Jumat 23 Sep 2016 21:15 WIB

'Agama Jangan Dipahami Hanya Kulitnya'

Agama
Foto: playbuzz.com
Agama

REPUBLIKA.CO.ID, JAKARTA - Memahami agama Islam jangan hanya kulitnya atau secara tekstual saja, tetapi harus masuk ke wilayah isi agama itu sendiri (kontekstual) sehingga pemahaman agama Islam itu jadi komprehensif dan keseluruhan. Itu penting dalam membendung paham radikal terorisme, yang selama ini banyak menggunakan ayat-ayat Alquran dan hadis yang dipahami secara dangkal, malah lebih sering maknanya diputarbalikkan.

"Kelompok radikal selama ini hanya mengandalkan kulitnya saja dan memutarbalikkan maknanya untuk melancarkan propagandanya, bahkan mengkafirkan orang yang tidak sepaham. Jelas pemahaman secara parsial itu bahaya karena bisa menimbulkan kelompok radikal lebih besar," ujar Rois Syuriah PBNU, KH Zakky Mubarak, dalam siaran persnya di Jakarta, Jumat (23/9).

Sesuai kaidahnya, lanjut Kiai Zakky, agama Islam terutama ayat-ayat Alquran dan hadis pemahamannya harus lurus dan tidak seenaknya. Artinya, ada kaidah yang harus mengarahkan pada kebaikan dan membawa kemaslahatan pada umat. Karena itu, untuk memahami agama Islam wajib belajar pada ahlinya yaitu kiai, ulama, ustaz, guru, dan da'i. Tapi ahli itu pun harus jelas track record-nya, dimana pendidikannya dan latar belakangnya.

"Jangan belajar agama dengan membaca sendiri atau belajar dari teman. Juga jangan hanya kursus atau belajar agama seminggu dua minggu tapi sudah merasa alim itu bahaya. Agama Islam itu perlu didalami secara berkesinambungan sehingga agama itu jadi komprehensif dan secara keseluruhan, tidak parsial," ujar Dewan Pakar Masjid Agung Sunda Kelapa ini.

Kiai Zakky mengaku memiliki pengalaman berdialog dan berkumpul dengan kelompok radikal untuk memilih dan memilah ayat-ayat Alquran dan hadis. Di situ mereka menyampaikan ayat dan hadis  yang dianggap cocok dengan doktrin mereka, tapi yang tidak cocok mereka sembunyikan. Saat dialog itu, Kiai Zakky memberikan pemahaman yang benar dengan menggunakan ayat-ayat serta hadis yang ringan agar seimbang. Dari situ, sebagian mereka bisa berubah.

→ TUGAS LATIHAN:
1/ Menurut kutipan teks tentang pemahaman agama Islam, mengapa Kiai Zakky menilai pemahaman agama secara parsial itu berbahaya? Jelaskan dalam satu sampai tiga kalimat.
2/ Teruskan kutipan teks tentang pemahaman agama Islam, dimulai setelah kalimat terakhir yang tercantum.

→ CUPLIKAN DATA:
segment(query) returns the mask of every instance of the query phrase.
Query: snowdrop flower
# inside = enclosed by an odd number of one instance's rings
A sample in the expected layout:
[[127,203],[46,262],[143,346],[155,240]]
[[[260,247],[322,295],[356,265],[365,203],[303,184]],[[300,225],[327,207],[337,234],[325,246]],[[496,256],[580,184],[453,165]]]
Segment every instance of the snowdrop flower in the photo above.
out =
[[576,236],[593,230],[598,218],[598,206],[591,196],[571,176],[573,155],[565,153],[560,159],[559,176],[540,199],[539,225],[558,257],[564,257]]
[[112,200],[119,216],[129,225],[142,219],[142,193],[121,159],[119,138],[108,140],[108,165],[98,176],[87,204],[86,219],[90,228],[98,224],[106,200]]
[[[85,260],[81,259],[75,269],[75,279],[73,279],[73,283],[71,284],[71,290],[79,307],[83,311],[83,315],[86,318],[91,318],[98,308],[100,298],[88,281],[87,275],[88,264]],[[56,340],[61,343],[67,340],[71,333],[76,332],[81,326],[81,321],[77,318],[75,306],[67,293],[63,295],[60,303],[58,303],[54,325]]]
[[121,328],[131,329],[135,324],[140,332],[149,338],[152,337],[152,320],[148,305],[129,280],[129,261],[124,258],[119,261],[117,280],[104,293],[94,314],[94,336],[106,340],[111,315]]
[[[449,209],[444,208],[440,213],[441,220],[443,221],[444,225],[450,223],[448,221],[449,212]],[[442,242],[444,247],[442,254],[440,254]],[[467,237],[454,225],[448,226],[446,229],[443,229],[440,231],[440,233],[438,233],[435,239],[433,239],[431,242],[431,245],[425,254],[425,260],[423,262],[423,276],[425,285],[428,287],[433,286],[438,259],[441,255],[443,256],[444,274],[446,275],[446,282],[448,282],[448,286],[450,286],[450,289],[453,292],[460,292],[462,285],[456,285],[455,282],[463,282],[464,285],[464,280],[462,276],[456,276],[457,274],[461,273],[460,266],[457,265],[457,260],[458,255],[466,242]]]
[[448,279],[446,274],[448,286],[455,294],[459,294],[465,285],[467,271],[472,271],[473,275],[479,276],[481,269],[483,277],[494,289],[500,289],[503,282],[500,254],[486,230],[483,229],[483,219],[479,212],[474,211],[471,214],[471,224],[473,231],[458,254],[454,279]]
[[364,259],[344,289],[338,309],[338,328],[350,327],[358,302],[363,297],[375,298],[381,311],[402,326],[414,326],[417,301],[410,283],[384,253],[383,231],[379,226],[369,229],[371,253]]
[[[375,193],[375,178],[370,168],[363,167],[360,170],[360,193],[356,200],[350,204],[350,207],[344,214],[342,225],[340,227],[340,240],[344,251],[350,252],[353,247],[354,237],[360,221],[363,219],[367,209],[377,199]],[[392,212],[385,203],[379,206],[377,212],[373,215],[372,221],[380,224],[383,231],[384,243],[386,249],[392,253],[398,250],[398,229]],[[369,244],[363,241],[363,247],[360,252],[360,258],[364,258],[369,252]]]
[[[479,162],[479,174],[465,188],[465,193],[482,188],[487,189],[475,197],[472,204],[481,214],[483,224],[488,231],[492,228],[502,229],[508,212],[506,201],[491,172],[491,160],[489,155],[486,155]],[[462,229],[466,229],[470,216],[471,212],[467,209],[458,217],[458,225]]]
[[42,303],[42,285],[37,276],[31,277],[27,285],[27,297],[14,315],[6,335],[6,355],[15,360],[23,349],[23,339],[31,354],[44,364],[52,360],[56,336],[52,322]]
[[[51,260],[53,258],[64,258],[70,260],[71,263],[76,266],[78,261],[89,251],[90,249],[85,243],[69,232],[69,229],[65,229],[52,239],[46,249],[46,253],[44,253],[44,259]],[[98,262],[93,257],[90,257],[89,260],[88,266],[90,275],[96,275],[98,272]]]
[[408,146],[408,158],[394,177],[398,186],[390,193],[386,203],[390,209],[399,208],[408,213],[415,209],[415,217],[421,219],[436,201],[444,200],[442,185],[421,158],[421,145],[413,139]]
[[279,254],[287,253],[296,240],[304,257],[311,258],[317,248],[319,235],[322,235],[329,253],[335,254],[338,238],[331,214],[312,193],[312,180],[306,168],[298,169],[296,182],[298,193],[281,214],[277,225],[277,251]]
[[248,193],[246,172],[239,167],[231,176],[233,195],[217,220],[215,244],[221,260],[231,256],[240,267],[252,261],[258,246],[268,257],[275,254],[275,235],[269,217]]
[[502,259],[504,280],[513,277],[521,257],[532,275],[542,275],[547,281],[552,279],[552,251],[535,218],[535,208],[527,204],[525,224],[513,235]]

→ HASIL LATIHAN:
1/ Menurut Kiai Zakky, pemahaman parsial itu berbahaya karena bisa menimbulkan kelompok radikal yang lebih besar. Ia menyebut kelompok radikal selama ini hanya mengandalkan kulit agama dan memutarbalikkan maknanya untuk melancarkan propaganda, bahkan mengkafirkan orang yang tidak sepaham.

2/
Selain itu, dari pengalamannya lama membina remaja masjid, remaja kampus, muslim kampus, Kiai Zakky juga memberikan pemahaman yang sama beserta penjelasan yang gamblang tentang makna ayat-ayat Alquran dan hadis. Dari situ terjadi dialog sehingga mereka mengerti mana yang benar dan mana yang salah.

"Saya ambil contoh, orang yang tidak shalat itu dianggap kafir. Tapi ada hadis lain yang menegaskan itu bukan kafir non Muslim, tetapi umat Muslim mengingkari salah satu kewajiban islam. Saya jelaskan bahwa yang membedakan Muslim dan kafir itu bukan di situ, tapi dari kalimat syahadat. Kalau orang bersyahadat itu pasti Muslim, tapi kalau tidak bersyahadat itu non Muslim. Kalau urusan ibadah itu urusan dia dengan Allah. Itu menjadi gambaran bahwa masih banyak orang tidak tahu sehingga banyak yang terpeleset," ujar Imam Besar Masjid Arif Rahman Hakim Universitas Indonesia itu.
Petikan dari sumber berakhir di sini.